WRITTEN PROBLEM:
The listing below should be copied in full, word for word.
** Begin **
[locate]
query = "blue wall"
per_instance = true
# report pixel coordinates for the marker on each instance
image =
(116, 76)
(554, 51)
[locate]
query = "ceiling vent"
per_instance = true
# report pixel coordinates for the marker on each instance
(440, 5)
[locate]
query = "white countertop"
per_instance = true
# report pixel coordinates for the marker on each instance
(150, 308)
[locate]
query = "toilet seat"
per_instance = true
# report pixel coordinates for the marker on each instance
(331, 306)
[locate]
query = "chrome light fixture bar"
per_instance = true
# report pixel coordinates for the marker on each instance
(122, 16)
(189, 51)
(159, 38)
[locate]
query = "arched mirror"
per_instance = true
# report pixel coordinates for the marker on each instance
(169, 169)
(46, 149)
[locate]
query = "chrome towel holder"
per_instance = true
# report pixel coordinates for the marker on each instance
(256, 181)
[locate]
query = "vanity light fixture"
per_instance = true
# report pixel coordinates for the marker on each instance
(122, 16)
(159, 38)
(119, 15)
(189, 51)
** End **
EXERCISE OUTPUT:
[locate]
query = "blue wall"
per_instance = true
# report pixel coordinates for the marker on each instance
image =
(116, 76)
(554, 51)
[locate]
query = "ceiling vent"
per_instance = true
# report pixel coordinates for the marker on each instance
(440, 5)
[locate]
query = "white countertop"
per_instance = true
# report pixel coordinates for the marker on each instance
(150, 308)
[locate]
query = "toilet seat"
per_instance = true
# report pixel coordinates for the marker on each instance
(331, 306)
[locate]
query = "chrome light fixture bar"
per_instance = true
# report pixel coordinates for the marker on each instance
(122, 16)
(189, 51)
(159, 38)
[locate]
query = "arched mirror"
per_instance = true
# report pixel coordinates for the marker on each instance
(169, 169)
(46, 149)
[locate]
query = "chrome towel holder"
per_instance = true
# report pixel coordinates for the marker on each instance
(256, 181)
[locate]
query = "vanity light fixture"
per_instance = true
# report pixel coordinates for the marker on each instance
(122, 16)
(159, 38)
(119, 15)
(189, 51)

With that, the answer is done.